With assisted reproduction, such as IVF, the embryo is created in a lab. The ability to track the age of said embryos is much more accurate outside of a human body as compared to traditional conception.
“We think of medicine and science as being very rigid and very exact, but it isn’t all the time,” she explained.
Strickland also raised concern about the impact of Dobbs on surrogacy. Gestational carrier contracts sometimes have provisions in which a gestational carrier agrees to have an abortion if requested by parents. However, under Arizona Revised Statute 13-3603.02 (B)(2) it is a class 3 felony to solicit an abortion for sex-selection, race-selection or because of a “non-lethal” genetic abnormality of a child.
Strickland said this raises complications because an abnormality is found non-lethal when “the child will survive at least three months after delivery … often it’s hard to know if the genetic abnormality that they’re facing will meet that definition of a lethal or non-lethal abnormality.”
She expanded on this, explaining that if it does become a crime to have an abortion, then many Gestational Carrier Contracts that already exist could be rendered unenforceable. Since one cannot contract to commit a crime, lines within these contracts mentioning abortion or potentially the entirety of these contracts could be voided.
The fetal personhood question put forth by Brilliant was expanded upon by Strickland in the context of IVF, as embryo destruction is common when more viable embryos are created than a family intends to use. Currently, Arizona doesn’t consider embryos outside of a womb being destroyed as an abortion, because it is not a product of a clinically diagnosed pregnancy.
“Right now, people do have full control of their embryos in Arizona, and they can discard them. But if the personhood law goes into effect, it’s very likely that they will be unable to discard their embryos,” Strickland said.
Lifetime storage of embryos can be costly, and it is unclear who the burden of paying for this storage would fall on if discarding them became illegal, especially if the embryos were created when it was legal.
In addition, Strickland discussed genetic testing on embryos outside of wombs. This testing screens out embryos that contain diseases such as cystic fibrosis to ensure the healthiest outcome when a pregnancy is achieved and brought to term.
“Right now, there are no prohibitions against doing genetic testing on embryos,” Strickland said. However, “information about that testing is not protected by physician-patient privilege.”
Strickland clarified that if the personhood law went back into effect, it is unknown whether genetic testing would be prohibited under Arizona Revised Statute 13-3603.02 (B)(2) in which only pregnancies with lethal genetic abnormalities are eligible for abortions or if IVF embryos would remain exempt.
Strickland ended her presentation with a discussion of the Safe Haven Baby Program. Under this program, babies under the age of 30 days old can be surrendered to any hospital, on-duty fire station or participating adoption agency or church. The infant must be surrendered by a parent or an agent of the parent. The program allows for no legal repercussions, assuming the infant is unharmed and placed in a properly marked location or handed to a qualifying individual within the stated establishments.

■ What is required
Answer these questions from the article excerpt, one per line:
1. Under Arizona Revised Statute 13-3603.02 (B)(2), what class of felony is it to solicit an abortion for sex-selection?
2. According to Strickland's quote, how long must a child survive after delivery for a genetic abnormality to be found non-lethal?
3. Under the Safe Haven Baby Program, below what age can a baby be surrendered?

[Stored data entries]

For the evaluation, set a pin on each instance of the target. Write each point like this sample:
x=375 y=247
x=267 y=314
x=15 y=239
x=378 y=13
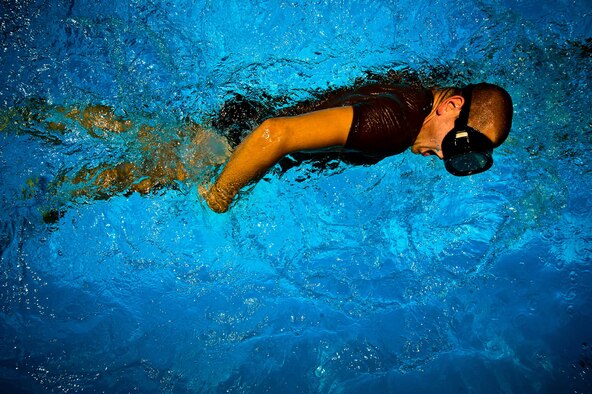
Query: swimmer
x=460 y=126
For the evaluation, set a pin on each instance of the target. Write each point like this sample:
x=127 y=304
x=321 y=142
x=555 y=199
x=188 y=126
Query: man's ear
x=452 y=103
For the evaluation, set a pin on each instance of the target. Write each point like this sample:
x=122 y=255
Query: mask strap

■ Solved problem
1. A class 3 felony.
2. At least three months.
3. 30 days old.